===== Исходный текст =====

Он ответил, как ребенок:
— Знаешь, я хотел бы пожить еще немного, чтобы можно было бы поездить на этом чудесном автомобиле с автоматической коробкой скоростей. Это волшебно, он стоит на горке, а я не нажимаю на тормоз…
У меня сдавило горло:
— Ты обязательно поездишь, Зяма, обязательно.
Я не врал тогда во спасение, я верил, что чудо еще возможно… Но чуда не свершилось…
* * *
Хочется легкого, светлого, нежного,
раннего, хрупкого, пустопорожнего,
и безрассудного, и безмятежного,
напрочь забытого и невозможного.
Хочется рухнуть в траву непомятую,
в небо уставить глаза завидущие,
и окунуться в цветочные запахи,
и без конца обожать все живущее.
Хочется видеть изгиб и течение
синей реки средь курчавых кустарников,
впитывать кожею солнца свечение,
в воду, как в детстве, сигать без купальников.

=====

[Задания]
a. Переведите на английский язык предложение из исходного текста: «Ты обязательно поездишь, Зяма, обязательно.»
b. На каком автомобиле, согласно исходному тексту, хотел поездить Зяма?
c. Соответствуют ли исходному тексту эти утверждения? (i) Рассказчик сказал Зяме неправду во спасение. (ii) Чудо так и не произошло. (iii) В стихотворении звучит желание прыгать в воду, как в детстве.
Для ответов пользуйтесь только исходным текстом.

===== Список записей =====

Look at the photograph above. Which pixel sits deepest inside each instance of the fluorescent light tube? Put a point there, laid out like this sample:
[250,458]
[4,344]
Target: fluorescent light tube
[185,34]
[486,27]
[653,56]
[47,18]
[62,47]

=====

[Ответы]
a. You will definitely get to drive it, Zyama, definitely.

b. На чудесном автомобиле с автоматической коробкой скоростей.

c.
(i) Нет: «Я не врал тогда во спасение».
(ii) Да: «Но чуда не свершилось».
(iii) Да: «в воду, как в детстве, сигать без купальников».